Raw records

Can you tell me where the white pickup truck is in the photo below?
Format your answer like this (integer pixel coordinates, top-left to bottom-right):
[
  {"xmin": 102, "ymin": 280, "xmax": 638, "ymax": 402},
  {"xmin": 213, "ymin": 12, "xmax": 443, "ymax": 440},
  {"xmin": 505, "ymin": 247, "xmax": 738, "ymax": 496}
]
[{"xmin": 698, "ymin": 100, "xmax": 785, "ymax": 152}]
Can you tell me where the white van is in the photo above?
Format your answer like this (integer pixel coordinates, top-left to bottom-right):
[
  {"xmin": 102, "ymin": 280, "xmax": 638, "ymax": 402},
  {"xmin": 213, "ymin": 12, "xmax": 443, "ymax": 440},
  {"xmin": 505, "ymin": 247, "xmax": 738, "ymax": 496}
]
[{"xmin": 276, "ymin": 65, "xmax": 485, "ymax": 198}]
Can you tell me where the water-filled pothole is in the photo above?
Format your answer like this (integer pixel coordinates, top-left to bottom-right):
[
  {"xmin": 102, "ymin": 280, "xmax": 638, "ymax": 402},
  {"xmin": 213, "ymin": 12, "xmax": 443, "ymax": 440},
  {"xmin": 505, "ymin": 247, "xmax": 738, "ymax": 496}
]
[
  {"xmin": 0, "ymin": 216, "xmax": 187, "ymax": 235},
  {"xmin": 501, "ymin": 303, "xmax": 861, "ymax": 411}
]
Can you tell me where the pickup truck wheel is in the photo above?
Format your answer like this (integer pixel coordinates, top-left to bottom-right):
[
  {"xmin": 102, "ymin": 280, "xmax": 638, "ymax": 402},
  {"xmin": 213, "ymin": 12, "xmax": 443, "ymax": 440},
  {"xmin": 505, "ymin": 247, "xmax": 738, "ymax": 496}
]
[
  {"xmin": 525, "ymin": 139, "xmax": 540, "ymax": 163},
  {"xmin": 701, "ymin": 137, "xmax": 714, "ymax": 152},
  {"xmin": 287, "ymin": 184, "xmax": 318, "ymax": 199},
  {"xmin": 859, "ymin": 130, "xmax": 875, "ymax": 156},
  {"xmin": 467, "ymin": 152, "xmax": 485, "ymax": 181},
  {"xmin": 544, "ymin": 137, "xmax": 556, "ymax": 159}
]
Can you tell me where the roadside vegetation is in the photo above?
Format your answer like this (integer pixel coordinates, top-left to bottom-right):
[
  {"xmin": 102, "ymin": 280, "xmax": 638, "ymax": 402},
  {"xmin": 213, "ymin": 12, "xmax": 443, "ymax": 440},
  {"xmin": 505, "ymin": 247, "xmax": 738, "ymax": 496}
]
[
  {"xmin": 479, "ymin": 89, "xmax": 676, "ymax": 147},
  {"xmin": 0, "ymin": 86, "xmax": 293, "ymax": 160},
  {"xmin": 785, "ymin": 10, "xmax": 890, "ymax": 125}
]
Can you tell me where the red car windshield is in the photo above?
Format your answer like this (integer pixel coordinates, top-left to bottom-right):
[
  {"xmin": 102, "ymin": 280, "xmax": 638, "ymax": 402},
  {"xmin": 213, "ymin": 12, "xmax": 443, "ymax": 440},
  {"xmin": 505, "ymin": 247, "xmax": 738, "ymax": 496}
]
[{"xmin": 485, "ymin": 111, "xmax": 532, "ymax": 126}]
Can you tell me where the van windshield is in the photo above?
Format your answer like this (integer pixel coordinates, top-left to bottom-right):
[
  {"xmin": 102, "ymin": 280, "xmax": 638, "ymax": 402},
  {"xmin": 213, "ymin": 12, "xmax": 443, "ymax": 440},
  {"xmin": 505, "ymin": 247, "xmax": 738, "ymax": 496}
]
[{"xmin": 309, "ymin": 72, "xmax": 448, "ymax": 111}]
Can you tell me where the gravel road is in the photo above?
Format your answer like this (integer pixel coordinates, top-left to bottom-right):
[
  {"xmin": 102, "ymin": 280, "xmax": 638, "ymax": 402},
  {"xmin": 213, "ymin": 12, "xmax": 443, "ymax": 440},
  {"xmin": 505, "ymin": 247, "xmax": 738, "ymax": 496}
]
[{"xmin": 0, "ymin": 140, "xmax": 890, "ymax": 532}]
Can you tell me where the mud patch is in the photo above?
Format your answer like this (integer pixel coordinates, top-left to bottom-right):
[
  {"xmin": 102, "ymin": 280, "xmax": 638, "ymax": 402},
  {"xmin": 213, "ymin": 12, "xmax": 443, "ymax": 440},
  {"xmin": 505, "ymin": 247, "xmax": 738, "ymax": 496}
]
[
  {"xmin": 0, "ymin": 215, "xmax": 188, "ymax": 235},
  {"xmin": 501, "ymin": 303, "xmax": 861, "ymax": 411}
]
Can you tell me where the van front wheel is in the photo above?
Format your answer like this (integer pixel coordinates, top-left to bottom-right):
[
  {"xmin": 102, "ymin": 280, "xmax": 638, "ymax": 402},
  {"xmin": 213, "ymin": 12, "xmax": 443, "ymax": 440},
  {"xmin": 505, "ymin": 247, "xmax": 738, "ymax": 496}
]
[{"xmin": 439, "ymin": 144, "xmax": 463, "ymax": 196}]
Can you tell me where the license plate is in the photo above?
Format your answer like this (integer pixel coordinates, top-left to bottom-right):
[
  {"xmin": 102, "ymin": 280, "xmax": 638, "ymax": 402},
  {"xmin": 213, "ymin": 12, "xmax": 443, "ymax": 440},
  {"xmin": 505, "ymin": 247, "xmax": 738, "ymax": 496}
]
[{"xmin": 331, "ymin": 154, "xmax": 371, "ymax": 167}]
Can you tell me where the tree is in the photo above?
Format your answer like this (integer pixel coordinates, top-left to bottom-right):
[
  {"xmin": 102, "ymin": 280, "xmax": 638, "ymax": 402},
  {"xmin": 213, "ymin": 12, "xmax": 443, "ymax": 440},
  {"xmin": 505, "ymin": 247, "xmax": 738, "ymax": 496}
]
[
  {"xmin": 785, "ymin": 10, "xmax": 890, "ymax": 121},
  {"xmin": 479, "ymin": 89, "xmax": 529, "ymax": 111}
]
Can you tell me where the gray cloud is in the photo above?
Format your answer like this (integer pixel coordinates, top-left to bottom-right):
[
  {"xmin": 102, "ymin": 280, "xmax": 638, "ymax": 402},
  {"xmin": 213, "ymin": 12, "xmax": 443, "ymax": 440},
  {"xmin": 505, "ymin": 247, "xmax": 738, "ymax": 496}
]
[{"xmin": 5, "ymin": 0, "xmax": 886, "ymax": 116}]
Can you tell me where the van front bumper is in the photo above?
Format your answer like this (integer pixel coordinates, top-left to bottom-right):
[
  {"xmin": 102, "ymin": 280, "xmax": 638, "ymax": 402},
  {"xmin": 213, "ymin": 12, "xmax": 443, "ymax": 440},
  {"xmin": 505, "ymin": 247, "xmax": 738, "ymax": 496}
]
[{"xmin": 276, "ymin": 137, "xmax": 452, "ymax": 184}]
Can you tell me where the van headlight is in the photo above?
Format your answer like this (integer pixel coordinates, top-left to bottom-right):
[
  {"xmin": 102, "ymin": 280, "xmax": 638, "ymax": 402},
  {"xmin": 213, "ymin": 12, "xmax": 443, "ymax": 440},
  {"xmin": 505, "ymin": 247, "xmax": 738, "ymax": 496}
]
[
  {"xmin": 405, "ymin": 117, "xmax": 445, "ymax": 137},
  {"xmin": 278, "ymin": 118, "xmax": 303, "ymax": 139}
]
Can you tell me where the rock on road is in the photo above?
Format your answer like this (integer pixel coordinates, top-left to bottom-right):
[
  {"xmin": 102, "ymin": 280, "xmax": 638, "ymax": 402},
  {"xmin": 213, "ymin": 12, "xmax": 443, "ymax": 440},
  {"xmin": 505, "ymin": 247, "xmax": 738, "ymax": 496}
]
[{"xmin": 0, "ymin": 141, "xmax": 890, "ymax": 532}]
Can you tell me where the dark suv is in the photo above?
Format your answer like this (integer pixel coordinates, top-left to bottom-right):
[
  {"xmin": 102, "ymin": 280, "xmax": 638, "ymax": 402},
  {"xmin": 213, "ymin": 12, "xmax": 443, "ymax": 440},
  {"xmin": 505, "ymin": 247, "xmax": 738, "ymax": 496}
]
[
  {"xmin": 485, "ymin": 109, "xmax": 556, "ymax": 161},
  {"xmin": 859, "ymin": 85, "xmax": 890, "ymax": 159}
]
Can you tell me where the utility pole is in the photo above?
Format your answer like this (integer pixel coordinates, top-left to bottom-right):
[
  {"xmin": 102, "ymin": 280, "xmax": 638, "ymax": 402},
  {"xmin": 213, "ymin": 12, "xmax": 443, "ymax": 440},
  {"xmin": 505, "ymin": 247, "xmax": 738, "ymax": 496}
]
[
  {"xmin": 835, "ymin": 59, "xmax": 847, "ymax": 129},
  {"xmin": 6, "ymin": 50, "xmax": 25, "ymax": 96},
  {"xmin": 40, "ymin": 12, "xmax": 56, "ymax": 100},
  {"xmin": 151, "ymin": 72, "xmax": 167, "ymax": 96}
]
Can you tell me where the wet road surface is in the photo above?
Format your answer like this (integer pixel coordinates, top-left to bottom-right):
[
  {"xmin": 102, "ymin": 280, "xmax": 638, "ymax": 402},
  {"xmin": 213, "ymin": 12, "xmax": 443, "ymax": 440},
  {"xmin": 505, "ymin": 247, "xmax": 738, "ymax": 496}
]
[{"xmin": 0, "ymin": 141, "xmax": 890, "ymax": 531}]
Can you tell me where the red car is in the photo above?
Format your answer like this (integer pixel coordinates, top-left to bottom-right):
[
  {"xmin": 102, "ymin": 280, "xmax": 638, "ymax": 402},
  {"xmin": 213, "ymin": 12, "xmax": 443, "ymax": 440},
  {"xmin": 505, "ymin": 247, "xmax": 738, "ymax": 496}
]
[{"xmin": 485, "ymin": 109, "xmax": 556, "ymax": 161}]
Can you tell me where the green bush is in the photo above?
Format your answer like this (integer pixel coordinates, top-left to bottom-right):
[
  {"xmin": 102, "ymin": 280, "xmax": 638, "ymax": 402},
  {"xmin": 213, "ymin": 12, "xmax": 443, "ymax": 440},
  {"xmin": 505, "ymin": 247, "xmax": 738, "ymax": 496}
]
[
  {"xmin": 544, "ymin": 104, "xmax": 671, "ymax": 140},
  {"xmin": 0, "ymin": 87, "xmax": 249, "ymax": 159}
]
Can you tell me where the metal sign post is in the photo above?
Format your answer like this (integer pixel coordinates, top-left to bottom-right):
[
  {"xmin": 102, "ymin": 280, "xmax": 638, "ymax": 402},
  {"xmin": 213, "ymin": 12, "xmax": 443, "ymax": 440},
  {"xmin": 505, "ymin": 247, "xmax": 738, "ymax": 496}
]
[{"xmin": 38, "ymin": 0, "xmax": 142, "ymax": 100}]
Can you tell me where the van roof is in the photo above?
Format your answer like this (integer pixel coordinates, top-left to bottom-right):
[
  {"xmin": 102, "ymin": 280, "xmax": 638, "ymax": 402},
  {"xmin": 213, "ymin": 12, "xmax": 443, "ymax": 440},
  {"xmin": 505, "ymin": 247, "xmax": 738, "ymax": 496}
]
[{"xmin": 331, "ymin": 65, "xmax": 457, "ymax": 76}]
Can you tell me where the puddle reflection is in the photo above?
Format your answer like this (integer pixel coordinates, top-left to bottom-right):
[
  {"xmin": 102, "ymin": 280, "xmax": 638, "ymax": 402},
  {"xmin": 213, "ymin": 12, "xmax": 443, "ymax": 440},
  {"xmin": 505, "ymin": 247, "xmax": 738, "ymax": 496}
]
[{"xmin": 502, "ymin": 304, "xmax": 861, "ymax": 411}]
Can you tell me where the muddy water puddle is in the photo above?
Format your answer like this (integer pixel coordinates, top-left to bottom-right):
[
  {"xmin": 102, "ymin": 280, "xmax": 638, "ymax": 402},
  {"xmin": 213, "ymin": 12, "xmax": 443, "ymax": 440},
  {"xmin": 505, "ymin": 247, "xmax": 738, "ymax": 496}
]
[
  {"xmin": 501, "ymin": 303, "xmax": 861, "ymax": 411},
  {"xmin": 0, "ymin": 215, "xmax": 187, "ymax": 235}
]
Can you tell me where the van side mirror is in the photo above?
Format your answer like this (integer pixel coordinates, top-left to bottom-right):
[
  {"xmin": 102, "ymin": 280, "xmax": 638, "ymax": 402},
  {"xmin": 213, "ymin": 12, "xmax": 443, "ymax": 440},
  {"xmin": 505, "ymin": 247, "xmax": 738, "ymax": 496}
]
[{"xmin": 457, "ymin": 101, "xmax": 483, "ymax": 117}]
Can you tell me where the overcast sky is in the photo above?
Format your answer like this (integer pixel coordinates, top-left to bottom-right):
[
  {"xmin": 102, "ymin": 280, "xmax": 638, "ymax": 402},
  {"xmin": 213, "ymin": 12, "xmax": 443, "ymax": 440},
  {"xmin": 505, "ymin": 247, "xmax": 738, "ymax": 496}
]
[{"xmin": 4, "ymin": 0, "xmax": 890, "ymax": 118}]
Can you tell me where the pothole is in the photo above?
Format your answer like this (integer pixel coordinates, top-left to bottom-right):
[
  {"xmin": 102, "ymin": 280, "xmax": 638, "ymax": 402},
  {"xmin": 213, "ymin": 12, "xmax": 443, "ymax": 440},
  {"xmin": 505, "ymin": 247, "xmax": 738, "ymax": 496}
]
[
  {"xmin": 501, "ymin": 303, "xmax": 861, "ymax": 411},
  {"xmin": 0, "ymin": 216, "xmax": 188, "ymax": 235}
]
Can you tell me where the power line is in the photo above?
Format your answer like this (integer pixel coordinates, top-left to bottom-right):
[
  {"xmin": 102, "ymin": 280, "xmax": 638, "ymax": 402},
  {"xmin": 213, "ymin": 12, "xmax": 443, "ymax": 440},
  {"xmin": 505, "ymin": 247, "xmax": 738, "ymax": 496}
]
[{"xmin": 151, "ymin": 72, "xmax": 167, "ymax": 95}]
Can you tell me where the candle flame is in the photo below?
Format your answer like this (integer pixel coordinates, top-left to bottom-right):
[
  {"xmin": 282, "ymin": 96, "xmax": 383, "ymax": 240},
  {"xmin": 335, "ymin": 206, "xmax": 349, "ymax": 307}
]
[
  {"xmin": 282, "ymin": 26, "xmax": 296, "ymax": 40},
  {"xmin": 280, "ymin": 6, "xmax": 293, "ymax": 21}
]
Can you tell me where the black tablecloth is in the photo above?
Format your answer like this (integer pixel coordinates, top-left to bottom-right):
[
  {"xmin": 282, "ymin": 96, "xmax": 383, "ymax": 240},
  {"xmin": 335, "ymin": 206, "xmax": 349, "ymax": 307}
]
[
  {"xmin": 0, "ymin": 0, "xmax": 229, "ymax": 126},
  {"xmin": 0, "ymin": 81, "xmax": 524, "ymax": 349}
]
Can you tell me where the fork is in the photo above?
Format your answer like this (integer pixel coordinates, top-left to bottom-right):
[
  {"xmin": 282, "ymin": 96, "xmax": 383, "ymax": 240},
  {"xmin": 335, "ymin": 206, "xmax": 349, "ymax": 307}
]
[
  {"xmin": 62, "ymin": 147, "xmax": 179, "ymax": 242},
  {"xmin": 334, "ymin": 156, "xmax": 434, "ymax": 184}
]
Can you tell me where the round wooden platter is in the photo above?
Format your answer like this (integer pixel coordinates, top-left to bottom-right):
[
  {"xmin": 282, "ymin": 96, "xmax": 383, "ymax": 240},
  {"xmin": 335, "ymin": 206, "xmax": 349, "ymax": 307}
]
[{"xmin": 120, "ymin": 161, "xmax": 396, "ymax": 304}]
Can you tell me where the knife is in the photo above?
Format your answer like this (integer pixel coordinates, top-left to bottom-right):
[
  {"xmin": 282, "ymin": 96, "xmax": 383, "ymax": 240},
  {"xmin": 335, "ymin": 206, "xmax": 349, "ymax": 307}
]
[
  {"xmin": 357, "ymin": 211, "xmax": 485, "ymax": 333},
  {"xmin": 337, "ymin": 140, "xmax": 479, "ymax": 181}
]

> [Task directions]:
Render the material from the line containing "Can you tell me where the round" through its final line, both included, as a Markdown table with columns Row and Text, giving each line a row number and skipping blank lines.

> [Exercise output]:
| Row | Text |
|---|---|
| 1 | Can you tell me where the round wooden platter is in the photo above? |
| 2 | Format your answer like this (integer pixel coordinates, top-left to bottom-right): |
| 3 | [ |
| 4 |   {"xmin": 282, "ymin": 96, "xmax": 383, "ymax": 240}, |
| 5 |   {"xmin": 335, "ymin": 206, "xmax": 349, "ymax": 307} |
| 6 | ] |
| 7 | [{"xmin": 120, "ymin": 161, "xmax": 396, "ymax": 304}] |
| 8 | Can you tell me where the knife is in the photo above? |
| 9 | Format your answer like this (integer pixel coordinates, top-left to bottom-right): |
| 10 | [ |
| 11 |   {"xmin": 282, "ymin": 96, "xmax": 383, "ymax": 240}, |
| 12 |   {"xmin": 335, "ymin": 206, "xmax": 349, "ymax": 307} |
| 13 | ] |
| 14 | [ |
| 15 |   {"xmin": 357, "ymin": 211, "xmax": 485, "ymax": 333}, |
| 16 |   {"xmin": 337, "ymin": 140, "xmax": 479, "ymax": 181} |
| 17 | ] |